## WHAT TO PRODUCE:
Starting with the line that contains "Target: cormorant" and stopping after the line that contains "input photograph follows", return each line below exactly as written, with no others.

## DATA FOR PROCESSING:
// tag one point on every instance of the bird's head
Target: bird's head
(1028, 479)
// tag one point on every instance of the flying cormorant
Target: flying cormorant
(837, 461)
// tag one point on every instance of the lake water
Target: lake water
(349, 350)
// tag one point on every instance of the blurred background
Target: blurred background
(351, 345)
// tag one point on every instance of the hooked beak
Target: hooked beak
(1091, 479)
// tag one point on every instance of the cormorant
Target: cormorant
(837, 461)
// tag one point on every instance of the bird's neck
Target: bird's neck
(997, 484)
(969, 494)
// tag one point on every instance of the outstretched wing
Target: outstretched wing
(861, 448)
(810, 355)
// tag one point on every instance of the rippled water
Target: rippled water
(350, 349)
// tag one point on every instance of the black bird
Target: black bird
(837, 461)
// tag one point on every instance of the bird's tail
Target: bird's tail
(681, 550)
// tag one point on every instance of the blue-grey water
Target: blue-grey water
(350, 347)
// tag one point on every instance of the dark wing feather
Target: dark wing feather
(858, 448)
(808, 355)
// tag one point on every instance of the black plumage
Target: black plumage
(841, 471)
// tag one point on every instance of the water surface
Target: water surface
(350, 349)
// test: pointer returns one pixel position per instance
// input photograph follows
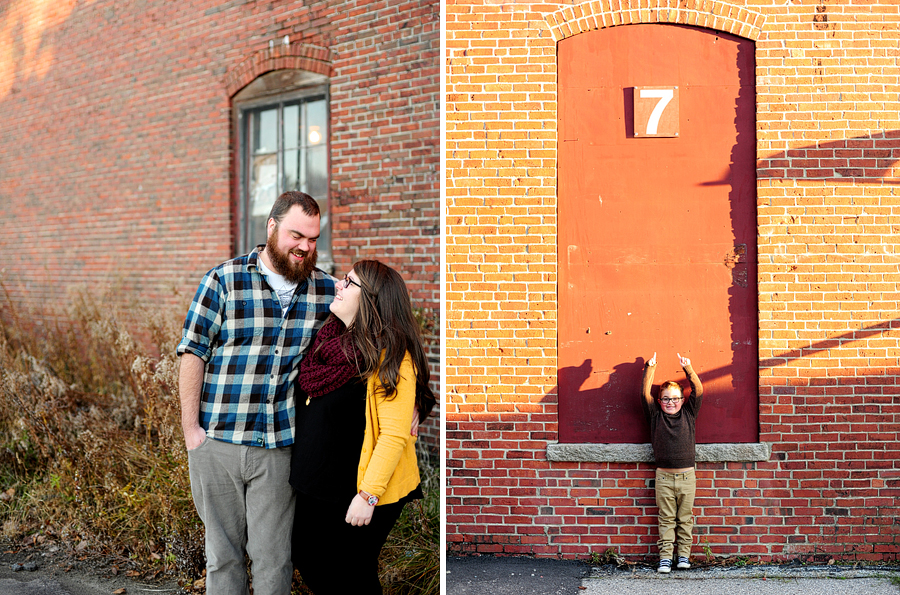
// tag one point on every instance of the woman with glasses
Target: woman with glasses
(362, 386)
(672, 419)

...

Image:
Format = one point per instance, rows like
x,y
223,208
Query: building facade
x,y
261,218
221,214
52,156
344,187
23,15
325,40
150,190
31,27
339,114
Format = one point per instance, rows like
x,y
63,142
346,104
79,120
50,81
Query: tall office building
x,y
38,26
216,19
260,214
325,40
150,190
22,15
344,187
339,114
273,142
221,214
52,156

## RESULT FOR THIS TASK:
Target: cormorant
(837, 461)
// tag one point on every instance of the bird's neck
Target: bird's neck
(997, 484)
(969, 494)
// tag one point on every instance of the outstretched wing
Target: outstretched wing
(861, 448)
(810, 355)
// tag one point on every instance of the rippled water
Target: rippled water
(350, 349)
// tag one point on every instance of the black bird
Target: black bird
(837, 461)
// tag one point on every instance of the bird's tail
Target: bird's tail
(681, 550)
// tag one point on every instance of the blue-grey water
Target: blue-grey water
(350, 347)
// tag one point on every instance of the dark wing feather
Target: dark wing feather
(858, 448)
(808, 355)
// tag one point on every instance of the black plumage
Target: black plumage
(841, 471)
// tag one point on every instance of the water surface
Target: water surface
(350, 349)
// test: pointer returns one pixel position per instance
// input photograph follows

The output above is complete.